*** Data listing ***

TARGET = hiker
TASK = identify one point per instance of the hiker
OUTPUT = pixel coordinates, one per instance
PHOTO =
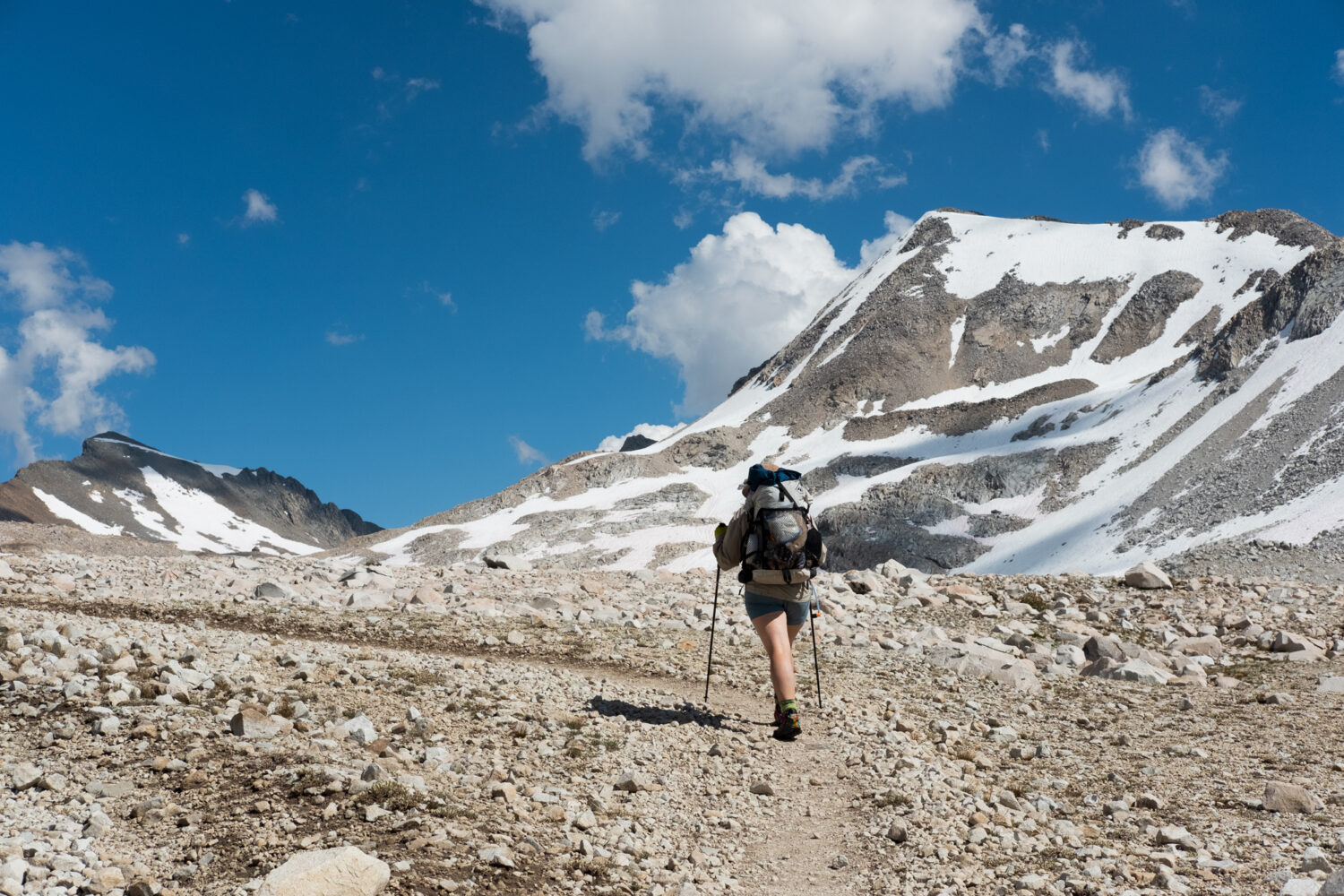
(779, 606)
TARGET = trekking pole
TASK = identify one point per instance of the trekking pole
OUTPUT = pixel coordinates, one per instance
(814, 611)
(714, 618)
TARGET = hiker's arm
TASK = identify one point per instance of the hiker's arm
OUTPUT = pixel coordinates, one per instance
(728, 549)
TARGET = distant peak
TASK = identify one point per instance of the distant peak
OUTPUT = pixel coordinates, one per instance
(117, 437)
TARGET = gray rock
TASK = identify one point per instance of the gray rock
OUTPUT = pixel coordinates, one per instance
(252, 721)
(344, 871)
(1284, 797)
(1202, 646)
(1314, 858)
(360, 729)
(1147, 575)
(502, 856)
(1333, 884)
(972, 659)
(507, 562)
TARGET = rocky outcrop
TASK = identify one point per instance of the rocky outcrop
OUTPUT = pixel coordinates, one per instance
(121, 487)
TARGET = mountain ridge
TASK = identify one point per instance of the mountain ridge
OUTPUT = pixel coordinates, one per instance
(118, 485)
(978, 357)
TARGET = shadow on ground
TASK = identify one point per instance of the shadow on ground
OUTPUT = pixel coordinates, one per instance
(680, 713)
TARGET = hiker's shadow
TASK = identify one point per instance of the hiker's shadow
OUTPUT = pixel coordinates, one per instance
(680, 713)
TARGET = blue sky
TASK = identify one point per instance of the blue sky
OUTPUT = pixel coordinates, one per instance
(409, 252)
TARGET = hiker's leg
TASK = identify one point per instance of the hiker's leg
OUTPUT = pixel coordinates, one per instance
(779, 646)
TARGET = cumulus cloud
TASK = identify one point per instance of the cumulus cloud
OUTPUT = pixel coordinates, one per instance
(738, 300)
(260, 209)
(526, 452)
(341, 338)
(874, 249)
(752, 175)
(1097, 91)
(416, 86)
(602, 220)
(768, 74)
(51, 366)
(655, 432)
(1218, 105)
(1176, 171)
(1007, 51)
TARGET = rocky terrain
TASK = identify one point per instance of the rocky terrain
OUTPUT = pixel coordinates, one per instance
(234, 724)
(121, 487)
(999, 395)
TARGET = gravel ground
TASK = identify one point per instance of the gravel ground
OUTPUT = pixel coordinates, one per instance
(185, 724)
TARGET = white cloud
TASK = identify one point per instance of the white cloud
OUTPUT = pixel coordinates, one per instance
(526, 452)
(655, 432)
(1176, 169)
(605, 220)
(416, 86)
(738, 300)
(340, 338)
(784, 75)
(53, 374)
(897, 228)
(1098, 93)
(260, 209)
(1007, 51)
(1218, 105)
(754, 177)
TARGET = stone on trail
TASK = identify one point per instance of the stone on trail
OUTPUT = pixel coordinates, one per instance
(1147, 575)
(973, 659)
(1202, 646)
(1282, 797)
(507, 562)
(253, 721)
(360, 729)
(1333, 884)
(343, 871)
(1301, 887)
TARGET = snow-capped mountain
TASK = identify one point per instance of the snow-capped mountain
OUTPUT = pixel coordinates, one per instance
(121, 487)
(996, 395)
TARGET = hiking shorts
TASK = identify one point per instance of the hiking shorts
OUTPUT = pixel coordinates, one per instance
(795, 611)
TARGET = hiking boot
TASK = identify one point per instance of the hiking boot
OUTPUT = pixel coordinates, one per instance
(787, 723)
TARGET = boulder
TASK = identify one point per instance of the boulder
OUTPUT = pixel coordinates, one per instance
(1282, 797)
(253, 721)
(1102, 648)
(1134, 670)
(1202, 646)
(343, 871)
(507, 562)
(976, 659)
(427, 595)
(1147, 575)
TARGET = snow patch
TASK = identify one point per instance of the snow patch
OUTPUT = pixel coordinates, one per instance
(67, 512)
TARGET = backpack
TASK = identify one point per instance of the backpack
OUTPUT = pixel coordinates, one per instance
(781, 544)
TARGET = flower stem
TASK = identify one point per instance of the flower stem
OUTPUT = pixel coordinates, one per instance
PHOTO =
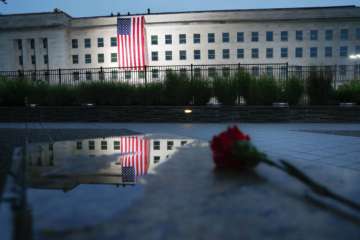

*** End of Data listing ***

When copying the entries, drop the images and keep every line exact.

> [Result of the exercise]
TARGET = hiker
TASK = identify one point per instance of the hiker
OUTPUT = pixel coordinates, one per instance
PHOTO =
(779, 606)
TARGET = trekking pole
TASK = identify one point per instance of the trekking pole
OUTPUT = pixel coordinates, one per instance
(814, 611)
(714, 618)
TARGET = hiker's arm
TASK = identify one point per instance of the hiker's arm
OUTPUT = pixel coordinates, one per instance
(728, 549)
TARGET = distant peak
TASK = identify one point per instance of the distant peak
OUTPUT = pixel coordinates, one per instance
(117, 437)
TARGET = gray rock
TASK = identify one point per instance of the gray rock
OUTPUT = pixel coordinates, one per instance
(252, 721)
(344, 871)
(1284, 797)
(1202, 646)
(1314, 858)
(360, 729)
(1147, 575)
(502, 856)
(1333, 884)
(972, 659)
(507, 562)
TARGET = rocky outcrop
TASK = identify one point per instance of the rocky outcrop
OUTPUT = pixel coordinates, one per instance
(121, 487)
TARGET = mountain ridge
TASK = identify one point per instance of the mountain ridge
OUTPUT = pixel coordinates, one per instance
(118, 485)
(978, 357)
TARGET = shadow on ground
TASK = identify one point per instance of the shadow on ground
OUTPUT = pixel coordinates, one per instance
(680, 713)
TARGET = hiker's shadow
TASK = identify one point per instance of the hiker's shadow
OUTPUT = pixel coordinates, one per instance
(680, 713)
TARGET = blue sky
TASK = identify one point per instance of the blue sky
OUTPUT = pixel coordinates, one per instance
(409, 252)
TARGET = hiker's leg
TASK = identify one point per instance of the hiker's leg
OUTPUT = pixel coordinates, one per instance
(779, 646)
TARGET = cumulus cloud
TASK = identify one point per instance of the cumulus cloud
OUTPUT = pixel coordinates, one per instance
(738, 300)
(260, 209)
(526, 452)
(341, 338)
(874, 249)
(752, 175)
(1097, 91)
(416, 86)
(602, 220)
(768, 74)
(51, 366)
(655, 432)
(1218, 105)
(1176, 171)
(1007, 51)
TARGET = rocky terrain
TASK = identify one point per instance of the rocky terrain
OUTPUT = pixel coordinates, one per instance
(234, 724)
(121, 487)
(999, 395)
TARGET = gravel ground
TASK = identify one point per instance of the gravel ground
OUTPUT = pixel coordinates, one per instance
(185, 724)
TARGET = white cloud
TASK = identify one point per instance of the white cloud
OUTPUT = pixel coordinates, one per instance
(526, 452)
(655, 432)
(1176, 169)
(605, 220)
(416, 86)
(738, 300)
(340, 338)
(784, 75)
(53, 374)
(897, 228)
(1098, 93)
(260, 209)
(1007, 51)
(1218, 105)
(754, 177)
TARGET = stone on trail
TASK = identify one point per instance of the stone on trail
OUTPUT = pixel coordinates, one per instance
(1147, 575)
(973, 659)
(1202, 646)
(1282, 797)
(507, 562)
(253, 721)
(360, 729)
(1333, 884)
(343, 871)
(1301, 887)
TARGET = snow-capped mountain
TASK = identify one point per instance of the snow-capped mountain
OUTPUT = pixel coordinates, one per instance
(121, 487)
(996, 395)
TARGET = hiking shorts
TASK = identify one point per instance of the hiking shorts
OUTPUT = pixel coordinates, one per instance
(795, 611)
TARGET = hiking boot
TASK = identify one point per instance of the hiking boot
OUTPUT = pixel coordinates, one per instance
(787, 723)
TARGET = boulder
TASK = identify one point per instance of the boulder
OUTPUT = pixel coordinates, one per instance
(1282, 797)
(253, 721)
(1102, 648)
(1134, 670)
(1202, 646)
(343, 871)
(507, 562)
(976, 659)
(427, 595)
(1147, 575)
TARGET = snow patch
TASK = identify one point per instance of the snow patch
OUTPUT = pixel coordinates, one per instance
(67, 512)
TARGET = backpack
TASK = identify one point per instance of the backpack
OUTPUT = pixel coordinates, one per instance
(781, 544)
TARGET = flower stem
TASK = identify one point per instance of the flower stem
OUTPUT = pixel coordinates, one per instance
PHOTO =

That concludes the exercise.